(Set of tasks):
**A.** Copy the passage on raising backyard chickens word for word, everything from "Raising chickens can" down to "enclosure) and biology.".
**B.** Write the next part of the passage on raising backyard chickens, picking up after its last sentence.

(Exercise passage):
□ □ □ □ □ □ □

Raising chickens can be a rewarding and fun project for a family. Chickens produce delicious eggs, keep insects and pests under control and can provide family pets with surprising personalities. As a family project, chickens can also teach kids about nutrition, organic gardening (chicken manure makes a great fertilizer!) building small projects (chicken coop and enclosure) and biology.
Even if you’re in a relatively rural setting, your town or municipality may have very specific regulations and zoning regarding raising chickens. Some towns allow hens but not roosters— not to worry: hens will lay without the presence of a rooster. One collection point for information about local chicken ordinances is BackyardChickens.com. Their New Laws and Ordinances page has links and downloaded info on the ordinances and laws for many areas around the country. You can also check with your local town hall to get a copy of the regulations concerning raising chickens.
Order Your Chicks
Springtime is the time to place your order for chicks at your local farm and feed or hardware store. Some websites, such as mypetchicken.com also offer the option of ordering chicks online. You can select the chicks based on availability date. You should coordinate the arrival date with a time when weather is moderate enough for chicks to arrive safely. If possible, order from a supplier that is closer to your location and at the time of year when cold weather is no longer a big issue. Your local farm store can help with the timing, or check out the forums on backyardchickens.com.

□ □ □ □ □ □ □

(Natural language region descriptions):

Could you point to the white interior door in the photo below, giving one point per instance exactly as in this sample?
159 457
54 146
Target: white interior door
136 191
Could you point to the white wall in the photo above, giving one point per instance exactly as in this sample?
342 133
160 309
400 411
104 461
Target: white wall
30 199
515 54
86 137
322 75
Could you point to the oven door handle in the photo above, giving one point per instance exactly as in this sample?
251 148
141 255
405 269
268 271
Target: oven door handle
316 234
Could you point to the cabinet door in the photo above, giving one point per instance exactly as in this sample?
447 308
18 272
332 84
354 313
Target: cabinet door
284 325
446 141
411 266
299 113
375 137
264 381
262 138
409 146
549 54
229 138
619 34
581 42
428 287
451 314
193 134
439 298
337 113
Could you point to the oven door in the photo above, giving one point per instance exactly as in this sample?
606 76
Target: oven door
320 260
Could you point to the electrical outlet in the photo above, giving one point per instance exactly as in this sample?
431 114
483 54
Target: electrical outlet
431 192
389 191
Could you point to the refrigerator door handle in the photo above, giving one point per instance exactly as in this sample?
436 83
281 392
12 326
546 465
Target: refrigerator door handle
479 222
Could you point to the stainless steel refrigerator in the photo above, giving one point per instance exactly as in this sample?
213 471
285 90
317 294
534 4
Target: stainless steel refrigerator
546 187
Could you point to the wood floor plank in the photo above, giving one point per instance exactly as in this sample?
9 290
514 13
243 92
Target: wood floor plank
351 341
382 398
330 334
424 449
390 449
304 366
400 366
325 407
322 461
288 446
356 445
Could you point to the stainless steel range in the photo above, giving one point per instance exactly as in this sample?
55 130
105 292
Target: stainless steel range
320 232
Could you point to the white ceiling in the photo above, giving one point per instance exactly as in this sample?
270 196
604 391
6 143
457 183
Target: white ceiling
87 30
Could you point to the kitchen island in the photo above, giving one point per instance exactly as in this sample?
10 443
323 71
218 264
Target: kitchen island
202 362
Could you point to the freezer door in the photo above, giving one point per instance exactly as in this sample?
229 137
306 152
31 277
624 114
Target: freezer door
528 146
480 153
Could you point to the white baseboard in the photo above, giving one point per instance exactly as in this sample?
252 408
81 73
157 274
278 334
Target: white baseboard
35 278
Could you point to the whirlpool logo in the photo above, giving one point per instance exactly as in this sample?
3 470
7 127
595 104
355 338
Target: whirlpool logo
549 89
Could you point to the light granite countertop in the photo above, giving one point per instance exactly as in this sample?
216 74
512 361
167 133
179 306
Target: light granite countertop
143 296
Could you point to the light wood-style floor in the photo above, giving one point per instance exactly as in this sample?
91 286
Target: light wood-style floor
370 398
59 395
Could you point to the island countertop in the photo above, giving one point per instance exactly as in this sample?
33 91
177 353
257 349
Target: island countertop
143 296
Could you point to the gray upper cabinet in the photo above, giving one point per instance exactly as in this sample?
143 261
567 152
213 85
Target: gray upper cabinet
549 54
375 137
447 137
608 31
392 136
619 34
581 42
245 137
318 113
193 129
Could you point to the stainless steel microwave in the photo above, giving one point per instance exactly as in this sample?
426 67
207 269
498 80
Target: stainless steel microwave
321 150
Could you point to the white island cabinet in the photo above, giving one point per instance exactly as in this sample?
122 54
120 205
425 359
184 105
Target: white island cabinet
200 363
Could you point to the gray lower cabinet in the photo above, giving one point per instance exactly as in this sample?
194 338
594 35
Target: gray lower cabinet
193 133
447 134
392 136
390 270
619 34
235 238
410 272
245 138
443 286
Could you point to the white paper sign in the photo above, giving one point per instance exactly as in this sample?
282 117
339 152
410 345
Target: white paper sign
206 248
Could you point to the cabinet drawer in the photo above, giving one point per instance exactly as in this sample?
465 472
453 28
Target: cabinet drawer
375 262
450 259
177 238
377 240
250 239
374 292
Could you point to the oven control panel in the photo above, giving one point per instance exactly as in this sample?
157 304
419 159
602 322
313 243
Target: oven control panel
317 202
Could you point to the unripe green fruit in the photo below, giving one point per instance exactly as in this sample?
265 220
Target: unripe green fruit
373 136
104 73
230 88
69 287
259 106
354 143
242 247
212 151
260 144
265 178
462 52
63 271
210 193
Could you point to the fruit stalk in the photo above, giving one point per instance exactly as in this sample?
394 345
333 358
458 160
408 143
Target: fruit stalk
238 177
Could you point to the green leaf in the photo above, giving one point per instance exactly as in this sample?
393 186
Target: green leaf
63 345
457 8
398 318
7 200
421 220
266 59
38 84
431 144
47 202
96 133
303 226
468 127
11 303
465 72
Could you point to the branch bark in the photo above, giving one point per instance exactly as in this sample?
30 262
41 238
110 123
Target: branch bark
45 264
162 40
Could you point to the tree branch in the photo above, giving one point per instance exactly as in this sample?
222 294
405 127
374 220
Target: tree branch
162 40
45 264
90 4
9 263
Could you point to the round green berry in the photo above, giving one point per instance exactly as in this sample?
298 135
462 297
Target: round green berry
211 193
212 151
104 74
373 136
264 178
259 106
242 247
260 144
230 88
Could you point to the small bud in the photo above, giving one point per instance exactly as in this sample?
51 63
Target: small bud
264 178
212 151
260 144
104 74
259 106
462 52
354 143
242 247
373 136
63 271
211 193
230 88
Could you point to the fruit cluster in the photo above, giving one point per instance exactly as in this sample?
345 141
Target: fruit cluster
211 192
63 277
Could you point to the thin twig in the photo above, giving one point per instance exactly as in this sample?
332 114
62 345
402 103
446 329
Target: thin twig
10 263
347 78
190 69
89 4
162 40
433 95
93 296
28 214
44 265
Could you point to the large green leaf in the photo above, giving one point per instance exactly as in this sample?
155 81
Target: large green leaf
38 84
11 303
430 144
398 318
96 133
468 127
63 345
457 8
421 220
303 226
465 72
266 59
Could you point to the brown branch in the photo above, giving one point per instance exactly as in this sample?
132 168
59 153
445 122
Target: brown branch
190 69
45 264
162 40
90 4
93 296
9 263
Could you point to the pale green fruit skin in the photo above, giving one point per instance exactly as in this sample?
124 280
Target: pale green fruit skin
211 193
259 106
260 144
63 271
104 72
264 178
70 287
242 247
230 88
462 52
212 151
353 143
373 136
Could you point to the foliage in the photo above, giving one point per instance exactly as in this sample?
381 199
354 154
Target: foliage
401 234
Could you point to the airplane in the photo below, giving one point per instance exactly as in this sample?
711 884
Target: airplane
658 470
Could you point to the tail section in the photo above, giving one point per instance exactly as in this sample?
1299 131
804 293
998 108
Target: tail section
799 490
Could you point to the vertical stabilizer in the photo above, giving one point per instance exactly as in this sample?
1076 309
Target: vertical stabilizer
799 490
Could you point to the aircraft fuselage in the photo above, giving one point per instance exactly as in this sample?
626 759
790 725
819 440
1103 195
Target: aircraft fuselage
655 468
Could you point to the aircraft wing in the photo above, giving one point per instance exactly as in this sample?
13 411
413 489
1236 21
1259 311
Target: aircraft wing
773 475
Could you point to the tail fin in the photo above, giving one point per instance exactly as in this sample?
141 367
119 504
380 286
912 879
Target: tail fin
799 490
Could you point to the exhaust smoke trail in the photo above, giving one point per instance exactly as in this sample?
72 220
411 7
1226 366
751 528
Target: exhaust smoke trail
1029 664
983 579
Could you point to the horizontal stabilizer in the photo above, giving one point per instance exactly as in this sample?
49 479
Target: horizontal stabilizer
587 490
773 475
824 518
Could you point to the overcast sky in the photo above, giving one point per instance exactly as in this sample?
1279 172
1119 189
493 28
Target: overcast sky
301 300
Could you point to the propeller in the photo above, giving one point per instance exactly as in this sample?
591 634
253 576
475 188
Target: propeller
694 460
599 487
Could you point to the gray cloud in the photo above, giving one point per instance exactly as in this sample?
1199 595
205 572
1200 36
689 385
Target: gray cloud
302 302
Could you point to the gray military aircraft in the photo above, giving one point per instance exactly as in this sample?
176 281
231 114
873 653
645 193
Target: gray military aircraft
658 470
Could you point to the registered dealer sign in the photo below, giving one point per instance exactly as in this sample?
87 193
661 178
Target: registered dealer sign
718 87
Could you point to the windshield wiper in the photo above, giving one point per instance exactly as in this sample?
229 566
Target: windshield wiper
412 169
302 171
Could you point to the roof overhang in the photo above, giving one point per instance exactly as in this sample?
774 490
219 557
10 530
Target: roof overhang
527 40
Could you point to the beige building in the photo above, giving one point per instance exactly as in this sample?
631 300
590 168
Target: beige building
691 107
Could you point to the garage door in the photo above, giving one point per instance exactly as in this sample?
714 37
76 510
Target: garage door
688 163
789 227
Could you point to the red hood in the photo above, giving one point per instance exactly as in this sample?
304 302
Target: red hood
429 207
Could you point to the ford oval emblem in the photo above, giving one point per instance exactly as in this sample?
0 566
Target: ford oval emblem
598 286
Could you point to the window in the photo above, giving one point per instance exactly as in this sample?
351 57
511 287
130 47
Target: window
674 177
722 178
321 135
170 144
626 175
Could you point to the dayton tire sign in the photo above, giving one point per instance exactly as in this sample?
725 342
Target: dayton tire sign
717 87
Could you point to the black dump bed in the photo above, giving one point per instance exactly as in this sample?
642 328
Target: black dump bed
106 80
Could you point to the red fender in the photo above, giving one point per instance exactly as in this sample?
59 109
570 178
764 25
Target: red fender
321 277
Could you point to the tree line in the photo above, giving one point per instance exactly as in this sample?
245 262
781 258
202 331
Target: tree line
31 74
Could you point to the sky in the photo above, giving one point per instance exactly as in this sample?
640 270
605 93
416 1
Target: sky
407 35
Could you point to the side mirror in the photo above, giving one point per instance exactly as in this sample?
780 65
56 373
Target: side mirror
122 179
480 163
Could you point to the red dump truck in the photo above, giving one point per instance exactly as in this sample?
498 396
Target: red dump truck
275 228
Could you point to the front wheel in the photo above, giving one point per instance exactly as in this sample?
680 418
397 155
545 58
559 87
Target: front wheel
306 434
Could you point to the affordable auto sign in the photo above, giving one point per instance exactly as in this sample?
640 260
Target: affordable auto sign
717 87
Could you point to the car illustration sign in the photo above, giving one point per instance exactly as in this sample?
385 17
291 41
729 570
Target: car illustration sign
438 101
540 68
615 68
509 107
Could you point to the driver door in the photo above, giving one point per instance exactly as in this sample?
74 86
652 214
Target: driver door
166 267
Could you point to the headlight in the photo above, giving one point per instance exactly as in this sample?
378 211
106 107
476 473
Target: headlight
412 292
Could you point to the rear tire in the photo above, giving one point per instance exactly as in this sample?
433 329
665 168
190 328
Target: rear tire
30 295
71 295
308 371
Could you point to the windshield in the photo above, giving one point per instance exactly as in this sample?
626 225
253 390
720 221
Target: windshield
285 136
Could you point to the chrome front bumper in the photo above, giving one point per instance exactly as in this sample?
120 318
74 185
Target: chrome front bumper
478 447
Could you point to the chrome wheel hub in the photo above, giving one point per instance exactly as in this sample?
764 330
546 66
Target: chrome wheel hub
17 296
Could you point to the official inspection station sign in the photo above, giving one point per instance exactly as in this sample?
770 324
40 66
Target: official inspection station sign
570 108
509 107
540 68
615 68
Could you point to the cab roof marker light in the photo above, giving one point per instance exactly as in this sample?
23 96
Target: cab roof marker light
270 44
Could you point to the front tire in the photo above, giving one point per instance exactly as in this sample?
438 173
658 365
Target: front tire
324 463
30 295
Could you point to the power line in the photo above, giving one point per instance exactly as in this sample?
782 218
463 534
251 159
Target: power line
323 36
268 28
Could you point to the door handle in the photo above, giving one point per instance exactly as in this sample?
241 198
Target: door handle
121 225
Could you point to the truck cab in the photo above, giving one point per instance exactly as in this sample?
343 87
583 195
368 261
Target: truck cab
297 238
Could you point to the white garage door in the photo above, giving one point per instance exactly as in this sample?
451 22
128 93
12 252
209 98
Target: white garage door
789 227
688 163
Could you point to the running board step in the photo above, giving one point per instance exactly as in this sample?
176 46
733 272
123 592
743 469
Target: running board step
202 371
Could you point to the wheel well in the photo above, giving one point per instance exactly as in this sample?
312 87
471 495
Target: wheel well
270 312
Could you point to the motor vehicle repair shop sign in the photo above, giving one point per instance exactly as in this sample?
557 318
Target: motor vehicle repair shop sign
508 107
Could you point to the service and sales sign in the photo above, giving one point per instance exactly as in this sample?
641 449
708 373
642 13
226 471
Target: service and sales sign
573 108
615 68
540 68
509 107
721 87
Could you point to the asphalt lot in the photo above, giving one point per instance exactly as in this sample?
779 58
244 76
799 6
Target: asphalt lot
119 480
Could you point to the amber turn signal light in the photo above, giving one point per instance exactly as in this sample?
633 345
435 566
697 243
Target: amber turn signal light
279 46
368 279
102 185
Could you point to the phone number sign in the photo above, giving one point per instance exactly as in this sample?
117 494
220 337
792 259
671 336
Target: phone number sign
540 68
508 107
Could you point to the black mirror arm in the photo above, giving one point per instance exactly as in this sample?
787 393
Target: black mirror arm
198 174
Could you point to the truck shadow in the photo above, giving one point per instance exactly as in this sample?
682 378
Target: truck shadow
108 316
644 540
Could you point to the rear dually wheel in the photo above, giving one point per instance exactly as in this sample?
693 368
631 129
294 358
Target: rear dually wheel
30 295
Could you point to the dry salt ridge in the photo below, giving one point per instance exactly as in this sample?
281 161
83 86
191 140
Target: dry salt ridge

□ □ □ □ □ □ □

(Task-by-task answers):
**A.**
Raising chickens can be a rewarding and fun project for a family. Chickens produce delicious eggs, keep insects and pests under control and can provide family pets with surprising personalities. As a family project, chickens can also teach kids about nutrition, organic gardening (chicken manure makes a great fertilizer!) building small projects (chicken coop and enclosure) and biology.

**B.**
Caring for chicks
Chicks need to be kept warm in the first few weeks until they feather out. Their brooding box can be a sturdy cardboard box or small rabbit cage. The temperature to start out with should be a constant 90-100 degrees for the first week, and decreasing by 5 degrees each week after that. A 100-watt light bulb placed in one corner of the brooder should provide enough heat. Pine shavings are the optimum bedding and a chick waterer and feeder complete the brooder. Chick crumble feed or starter mix can be found at the feed/farm store.
Housing your chickens can be accomplished in a simple shed or a fancy, funky chicken house. The chickens don’t much care about architecture, but if a building project is not your forte you may want to check out Horizon Structures, which makes and delivers fully assembled chicken coops, or kits for the buyer to assemble. Their chart guides the viewer to the right size based on the number of chickens and nesting boxes, cost and customization available. As far as sizing goes, you’ll want to allow 2-3 square feet inside per chicken and 4-5 square feet per chicken in an outdoor run.
Some other things you should know about raising chickens:
- Chickens scratch a lot. This means they can and probably will remove any grass within their run, and may develop an interest in other plants and gardens.
- Chickens produce a lot of manure. Chicken manure is an excellent fertilizer once composted, but you will need to collect it on a regular basis.
- Chickens can keep certain pests and bugs away. Grubs and the larval forms of some pests are very tasty for chickens, and can help to keep an organic vegetable garden safer from outside attack.
- Chickens need calcium for egg production. Make sure they have free access to oyster shell, which is available in large bags at the feed store.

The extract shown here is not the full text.